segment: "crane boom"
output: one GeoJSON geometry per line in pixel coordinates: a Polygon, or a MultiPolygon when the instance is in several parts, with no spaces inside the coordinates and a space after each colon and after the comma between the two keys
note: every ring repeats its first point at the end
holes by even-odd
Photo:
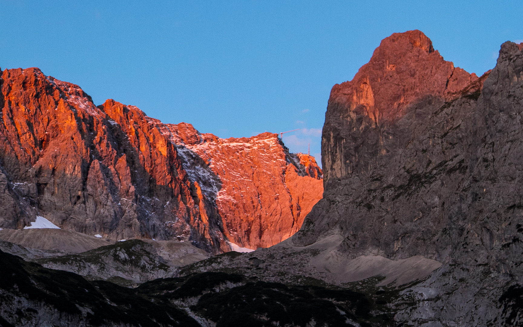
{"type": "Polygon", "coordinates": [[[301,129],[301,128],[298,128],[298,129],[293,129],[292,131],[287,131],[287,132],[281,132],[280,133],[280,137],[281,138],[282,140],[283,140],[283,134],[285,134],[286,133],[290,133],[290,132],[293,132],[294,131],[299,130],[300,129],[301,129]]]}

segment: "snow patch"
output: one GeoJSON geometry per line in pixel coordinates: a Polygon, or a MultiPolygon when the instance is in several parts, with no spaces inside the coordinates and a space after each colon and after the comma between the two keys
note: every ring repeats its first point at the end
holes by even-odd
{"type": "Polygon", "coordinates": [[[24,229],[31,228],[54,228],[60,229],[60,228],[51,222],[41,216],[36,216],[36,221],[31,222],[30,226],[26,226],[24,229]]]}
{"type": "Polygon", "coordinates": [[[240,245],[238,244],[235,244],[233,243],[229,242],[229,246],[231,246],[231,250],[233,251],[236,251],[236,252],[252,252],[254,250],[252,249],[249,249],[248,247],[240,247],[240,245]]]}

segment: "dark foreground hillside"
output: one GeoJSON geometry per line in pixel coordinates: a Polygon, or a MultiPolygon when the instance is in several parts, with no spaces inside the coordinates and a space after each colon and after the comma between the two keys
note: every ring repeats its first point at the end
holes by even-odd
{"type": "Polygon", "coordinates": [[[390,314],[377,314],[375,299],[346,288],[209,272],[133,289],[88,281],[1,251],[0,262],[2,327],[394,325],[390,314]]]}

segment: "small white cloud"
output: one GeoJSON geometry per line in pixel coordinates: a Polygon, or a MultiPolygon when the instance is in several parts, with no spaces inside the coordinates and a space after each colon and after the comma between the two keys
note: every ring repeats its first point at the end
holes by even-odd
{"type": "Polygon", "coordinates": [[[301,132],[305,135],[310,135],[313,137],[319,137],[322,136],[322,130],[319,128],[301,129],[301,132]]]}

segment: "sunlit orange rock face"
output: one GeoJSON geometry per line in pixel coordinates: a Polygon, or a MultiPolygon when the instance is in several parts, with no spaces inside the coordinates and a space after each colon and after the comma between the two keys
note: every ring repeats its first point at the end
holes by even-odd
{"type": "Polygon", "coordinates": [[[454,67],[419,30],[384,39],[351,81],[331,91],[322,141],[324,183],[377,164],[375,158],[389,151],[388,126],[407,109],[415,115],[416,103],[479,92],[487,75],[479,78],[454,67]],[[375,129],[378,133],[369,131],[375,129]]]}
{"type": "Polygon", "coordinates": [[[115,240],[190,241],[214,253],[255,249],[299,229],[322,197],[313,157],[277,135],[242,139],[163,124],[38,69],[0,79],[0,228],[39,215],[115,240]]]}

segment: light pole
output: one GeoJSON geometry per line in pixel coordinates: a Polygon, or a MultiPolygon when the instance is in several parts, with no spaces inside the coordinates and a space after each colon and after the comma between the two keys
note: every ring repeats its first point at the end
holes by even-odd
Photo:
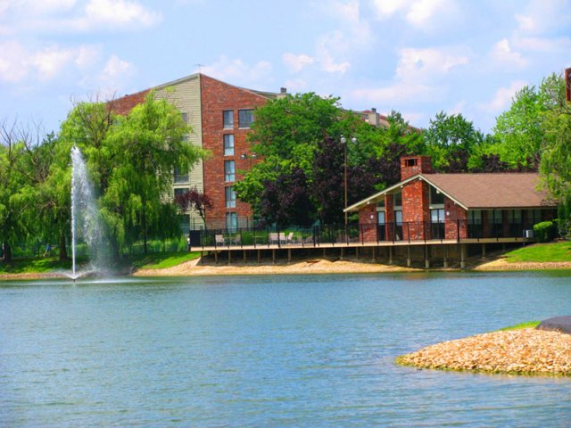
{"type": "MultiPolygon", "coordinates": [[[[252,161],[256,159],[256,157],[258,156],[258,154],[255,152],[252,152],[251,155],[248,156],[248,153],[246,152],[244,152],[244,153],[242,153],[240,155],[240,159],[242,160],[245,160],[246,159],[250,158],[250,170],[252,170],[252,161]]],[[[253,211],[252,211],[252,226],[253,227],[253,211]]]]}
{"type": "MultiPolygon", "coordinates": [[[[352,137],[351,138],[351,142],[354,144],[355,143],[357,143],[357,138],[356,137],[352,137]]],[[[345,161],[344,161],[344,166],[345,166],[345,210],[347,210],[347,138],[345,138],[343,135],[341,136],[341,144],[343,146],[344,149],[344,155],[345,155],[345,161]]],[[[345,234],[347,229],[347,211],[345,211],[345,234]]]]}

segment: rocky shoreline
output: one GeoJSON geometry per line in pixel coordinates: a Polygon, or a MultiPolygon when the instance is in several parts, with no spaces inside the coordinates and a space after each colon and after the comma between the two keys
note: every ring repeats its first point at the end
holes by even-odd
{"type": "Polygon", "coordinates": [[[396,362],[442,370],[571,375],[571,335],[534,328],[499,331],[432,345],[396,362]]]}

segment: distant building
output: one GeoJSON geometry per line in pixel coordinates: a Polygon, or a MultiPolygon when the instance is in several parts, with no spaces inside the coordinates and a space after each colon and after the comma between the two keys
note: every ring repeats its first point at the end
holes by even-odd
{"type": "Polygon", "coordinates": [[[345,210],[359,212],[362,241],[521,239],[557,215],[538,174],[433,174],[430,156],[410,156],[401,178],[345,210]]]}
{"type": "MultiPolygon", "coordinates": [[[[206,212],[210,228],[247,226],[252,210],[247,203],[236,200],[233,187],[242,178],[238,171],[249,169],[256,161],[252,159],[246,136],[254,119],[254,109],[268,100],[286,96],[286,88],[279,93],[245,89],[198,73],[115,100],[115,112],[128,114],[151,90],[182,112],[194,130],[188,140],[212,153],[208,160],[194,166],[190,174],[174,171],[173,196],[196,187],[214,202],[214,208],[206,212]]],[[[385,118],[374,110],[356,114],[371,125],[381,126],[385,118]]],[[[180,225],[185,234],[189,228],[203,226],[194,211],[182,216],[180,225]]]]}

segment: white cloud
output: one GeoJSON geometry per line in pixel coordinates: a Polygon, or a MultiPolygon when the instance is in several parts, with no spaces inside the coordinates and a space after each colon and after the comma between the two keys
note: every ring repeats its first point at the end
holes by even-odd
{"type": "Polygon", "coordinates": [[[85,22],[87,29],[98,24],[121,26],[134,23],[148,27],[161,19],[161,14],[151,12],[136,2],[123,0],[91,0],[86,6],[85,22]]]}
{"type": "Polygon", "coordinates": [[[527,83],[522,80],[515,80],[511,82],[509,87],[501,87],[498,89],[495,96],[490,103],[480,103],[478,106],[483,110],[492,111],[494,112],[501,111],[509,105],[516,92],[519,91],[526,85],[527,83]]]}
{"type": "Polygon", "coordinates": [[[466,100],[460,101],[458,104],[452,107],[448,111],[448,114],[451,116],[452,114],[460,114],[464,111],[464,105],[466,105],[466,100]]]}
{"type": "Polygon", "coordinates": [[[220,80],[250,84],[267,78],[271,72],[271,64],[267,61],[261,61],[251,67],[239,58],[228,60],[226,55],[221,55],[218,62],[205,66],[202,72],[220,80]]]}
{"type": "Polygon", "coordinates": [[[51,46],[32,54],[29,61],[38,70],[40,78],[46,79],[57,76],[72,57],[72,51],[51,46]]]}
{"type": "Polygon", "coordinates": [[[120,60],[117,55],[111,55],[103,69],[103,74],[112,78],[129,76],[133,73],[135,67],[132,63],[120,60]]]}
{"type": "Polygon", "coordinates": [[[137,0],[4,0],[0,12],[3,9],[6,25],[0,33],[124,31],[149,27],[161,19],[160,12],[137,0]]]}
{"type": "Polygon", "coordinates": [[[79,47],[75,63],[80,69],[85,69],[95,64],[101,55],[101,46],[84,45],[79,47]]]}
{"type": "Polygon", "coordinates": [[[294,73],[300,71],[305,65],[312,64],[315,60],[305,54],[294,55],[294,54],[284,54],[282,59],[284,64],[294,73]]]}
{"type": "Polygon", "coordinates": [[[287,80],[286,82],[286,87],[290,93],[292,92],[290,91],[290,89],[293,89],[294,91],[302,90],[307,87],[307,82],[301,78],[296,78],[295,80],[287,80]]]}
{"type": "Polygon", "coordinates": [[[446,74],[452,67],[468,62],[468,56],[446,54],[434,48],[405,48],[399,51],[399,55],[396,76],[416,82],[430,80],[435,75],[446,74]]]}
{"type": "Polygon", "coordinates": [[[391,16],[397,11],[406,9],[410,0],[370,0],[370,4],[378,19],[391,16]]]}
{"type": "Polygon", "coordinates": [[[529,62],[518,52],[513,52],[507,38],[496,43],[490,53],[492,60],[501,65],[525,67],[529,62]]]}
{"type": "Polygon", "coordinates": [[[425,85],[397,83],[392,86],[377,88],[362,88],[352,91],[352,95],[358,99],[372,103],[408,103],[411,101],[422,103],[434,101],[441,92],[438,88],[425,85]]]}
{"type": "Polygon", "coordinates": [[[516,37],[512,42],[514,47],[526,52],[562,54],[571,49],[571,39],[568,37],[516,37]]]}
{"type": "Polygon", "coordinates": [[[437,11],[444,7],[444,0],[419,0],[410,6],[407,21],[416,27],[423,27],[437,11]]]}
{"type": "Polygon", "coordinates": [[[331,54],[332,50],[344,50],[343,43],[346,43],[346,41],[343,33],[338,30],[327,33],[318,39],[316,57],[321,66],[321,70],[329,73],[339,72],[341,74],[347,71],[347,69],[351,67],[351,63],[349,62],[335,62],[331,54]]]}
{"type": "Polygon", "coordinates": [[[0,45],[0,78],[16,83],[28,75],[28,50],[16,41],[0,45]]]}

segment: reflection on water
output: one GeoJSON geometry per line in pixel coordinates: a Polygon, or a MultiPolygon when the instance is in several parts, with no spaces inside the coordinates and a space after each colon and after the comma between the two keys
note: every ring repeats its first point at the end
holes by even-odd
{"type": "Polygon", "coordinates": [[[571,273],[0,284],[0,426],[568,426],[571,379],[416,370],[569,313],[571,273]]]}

· · ·

### [Task directions]
Reproduce everything from the line containing "segment: reflection on water" down to the end of the lines, swapping "reflection" for "mirror image" and changing nothing else.

### [Answer to the task]
segment: mirror image on water
output: one GeoJSON geometry per line in pixel coordinates: a Polygon, or a MultiPolygon when the instance is in several parts, with no spaces inside the coordinates and a space after each colon and after the comma between the two keys
note: every ring repeats its first point at the end
holes by even-odd
{"type": "Polygon", "coordinates": [[[571,273],[0,284],[0,426],[568,426],[571,379],[416,370],[569,313],[571,273]]]}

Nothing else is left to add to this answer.